Mind, values, creativity
Imagine that you have been on a small deserted island for TWENTY years with only meager amounts of food from the few fruit trees in the jungle. You will NEVER be rescued.
Your years have passed without the slightest signs of civilization-even your clothing long ago wore to threads. All you have is what an ape in the wilds would have. You have no artifacts whatsoever-no paper, pen, bottle, book, photographs, nothing. Nothing has floated up on the beach.
The island has no resources whatsoever except for fruit and rainwater and warm temperatures. You have fashioned a small hut and coconut shell cups, and you have discovered how to make a hat of leaves, and that’s about it. There’s really no need for anything elaborate. Even your dreams are built of faded memories of civilization. Like remembering your childhood, lots of dreams just are not filled in with “things”.
The years have taken their toll upon you. You went though the Robinson Caruso stage, the hopeful stage, the fear stage, the “nutzoid” stage, and finally, you have given up completely. You do not even think much about rescue now; your pile of driftwood to which you planned to set fire to if a ship is seen on the horizon is overgrown with jungle plants now. Your days are spent simply. You really have given up and surrendered to your fate.

STATED TASK A:
Answer these questions about the deserted island passage:
(i) How many years have you been on the island?
(ii) What three things have you fashioned or made there?
(iii) What has overgrown your pile of driftwood?

SUPPLIED INFORMATION:
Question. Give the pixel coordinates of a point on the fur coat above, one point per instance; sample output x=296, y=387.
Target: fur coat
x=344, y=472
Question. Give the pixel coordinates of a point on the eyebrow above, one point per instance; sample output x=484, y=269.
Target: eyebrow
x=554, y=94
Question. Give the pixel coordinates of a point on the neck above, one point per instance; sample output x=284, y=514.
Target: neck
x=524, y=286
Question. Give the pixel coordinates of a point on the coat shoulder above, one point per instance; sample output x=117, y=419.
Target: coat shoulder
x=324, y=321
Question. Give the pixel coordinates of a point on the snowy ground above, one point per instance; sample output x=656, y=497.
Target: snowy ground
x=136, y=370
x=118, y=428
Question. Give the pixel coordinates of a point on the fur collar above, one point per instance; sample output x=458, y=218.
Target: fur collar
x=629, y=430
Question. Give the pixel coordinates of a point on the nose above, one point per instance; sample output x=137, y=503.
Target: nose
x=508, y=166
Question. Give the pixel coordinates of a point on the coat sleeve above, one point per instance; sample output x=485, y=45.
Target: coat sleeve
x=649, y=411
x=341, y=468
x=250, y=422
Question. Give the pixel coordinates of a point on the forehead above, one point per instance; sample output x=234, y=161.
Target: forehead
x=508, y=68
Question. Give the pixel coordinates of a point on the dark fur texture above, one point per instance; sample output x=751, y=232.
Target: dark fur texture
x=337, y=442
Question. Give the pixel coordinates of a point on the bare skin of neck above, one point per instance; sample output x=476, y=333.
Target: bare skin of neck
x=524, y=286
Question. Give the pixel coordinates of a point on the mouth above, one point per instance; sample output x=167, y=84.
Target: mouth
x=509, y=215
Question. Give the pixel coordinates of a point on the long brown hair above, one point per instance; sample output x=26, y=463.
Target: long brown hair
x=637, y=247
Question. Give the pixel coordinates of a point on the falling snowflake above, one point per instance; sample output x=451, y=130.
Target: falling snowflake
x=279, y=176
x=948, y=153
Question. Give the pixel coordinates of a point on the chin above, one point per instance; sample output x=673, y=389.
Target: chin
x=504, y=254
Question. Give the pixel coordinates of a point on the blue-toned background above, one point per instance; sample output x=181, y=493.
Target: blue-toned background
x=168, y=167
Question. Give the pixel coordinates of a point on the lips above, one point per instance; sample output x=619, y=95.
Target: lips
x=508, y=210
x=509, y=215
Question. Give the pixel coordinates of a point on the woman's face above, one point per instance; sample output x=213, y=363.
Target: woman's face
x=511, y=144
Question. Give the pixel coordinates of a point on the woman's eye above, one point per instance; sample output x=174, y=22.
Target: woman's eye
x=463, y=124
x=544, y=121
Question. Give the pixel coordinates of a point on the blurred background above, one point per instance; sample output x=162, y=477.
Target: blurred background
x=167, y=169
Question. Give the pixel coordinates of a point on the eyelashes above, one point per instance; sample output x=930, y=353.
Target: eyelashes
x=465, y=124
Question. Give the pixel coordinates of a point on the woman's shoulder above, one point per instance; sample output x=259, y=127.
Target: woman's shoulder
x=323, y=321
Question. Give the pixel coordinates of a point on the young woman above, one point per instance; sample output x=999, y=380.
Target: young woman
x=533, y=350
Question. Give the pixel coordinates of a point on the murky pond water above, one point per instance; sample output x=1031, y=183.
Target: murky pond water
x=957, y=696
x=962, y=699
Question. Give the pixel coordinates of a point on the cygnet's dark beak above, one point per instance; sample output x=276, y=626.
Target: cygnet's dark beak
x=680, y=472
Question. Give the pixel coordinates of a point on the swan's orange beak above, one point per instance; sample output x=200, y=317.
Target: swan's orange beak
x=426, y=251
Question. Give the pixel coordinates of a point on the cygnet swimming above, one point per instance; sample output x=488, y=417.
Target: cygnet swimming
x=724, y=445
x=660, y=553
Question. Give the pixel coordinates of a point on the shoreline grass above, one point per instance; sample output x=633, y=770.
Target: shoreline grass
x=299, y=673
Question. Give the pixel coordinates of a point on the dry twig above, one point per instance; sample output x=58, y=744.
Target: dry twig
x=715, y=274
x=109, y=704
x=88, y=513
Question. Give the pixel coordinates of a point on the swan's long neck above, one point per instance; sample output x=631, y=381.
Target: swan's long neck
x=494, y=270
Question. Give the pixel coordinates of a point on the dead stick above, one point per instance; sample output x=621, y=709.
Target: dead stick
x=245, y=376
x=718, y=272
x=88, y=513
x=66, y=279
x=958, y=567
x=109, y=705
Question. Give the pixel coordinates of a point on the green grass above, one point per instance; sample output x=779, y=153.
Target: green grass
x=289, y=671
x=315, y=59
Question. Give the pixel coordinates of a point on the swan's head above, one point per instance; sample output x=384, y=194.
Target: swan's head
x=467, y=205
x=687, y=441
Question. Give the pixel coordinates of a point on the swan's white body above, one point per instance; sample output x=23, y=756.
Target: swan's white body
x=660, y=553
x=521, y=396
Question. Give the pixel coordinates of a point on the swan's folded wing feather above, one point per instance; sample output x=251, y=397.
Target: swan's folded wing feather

STATED TASK B: Echo the entries, from the first line of the entries up to and including the line with "x=250, y=422".

RESULT A:
(i) Twenty years.
(ii) A small hut, coconut shell cups and a hat of leaves.
(iii) Jungle plants.

RESULT B:
Question. Give the pixel coordinates of a point on the fur coat above, one point per instance; sample output x=296, y=387.
Target: fur coat
x=344, y=472
Question. Give the pixel coordinates of a point on the eyebrow above, one point per instance; sample output x=484, y=269.
Target: eyebrow
x=554, y=94
Question. Give the pixel coordinates of a point on the neck above, one point per instance; sample output x=284, y=514.
Target: neck
x=524, y=286
Question. Give the pixel coordinates of a point on the coat shoulder above, one point per instance; sample output x=117, y=419.
Target: coat shoulder
x=324, y=321
Question. Give the pixel coordinates of a point on the snowy ground above, one point per instance; sample output x=656, y=497.
Target: snowy ground
x=136, y=370
x=118, y=428
Question. Give the pixel coordinates of a point on the fur collar above, one point per instance; sample output x=458, y=218.
Target: fur collar
x=629, y=430
Question. Give the pixel coordinates of a point on the nose above, one point per instance; sample output x=137, y=503.
Target: nose
x=508, y=166
Question. Give the pixel coordinates of a point on the coat sleeve above, one point per instance; sample output x=485, y=45.
Target: coat sleeve
x=649, y=411
x=341, y=468
x=250, y=422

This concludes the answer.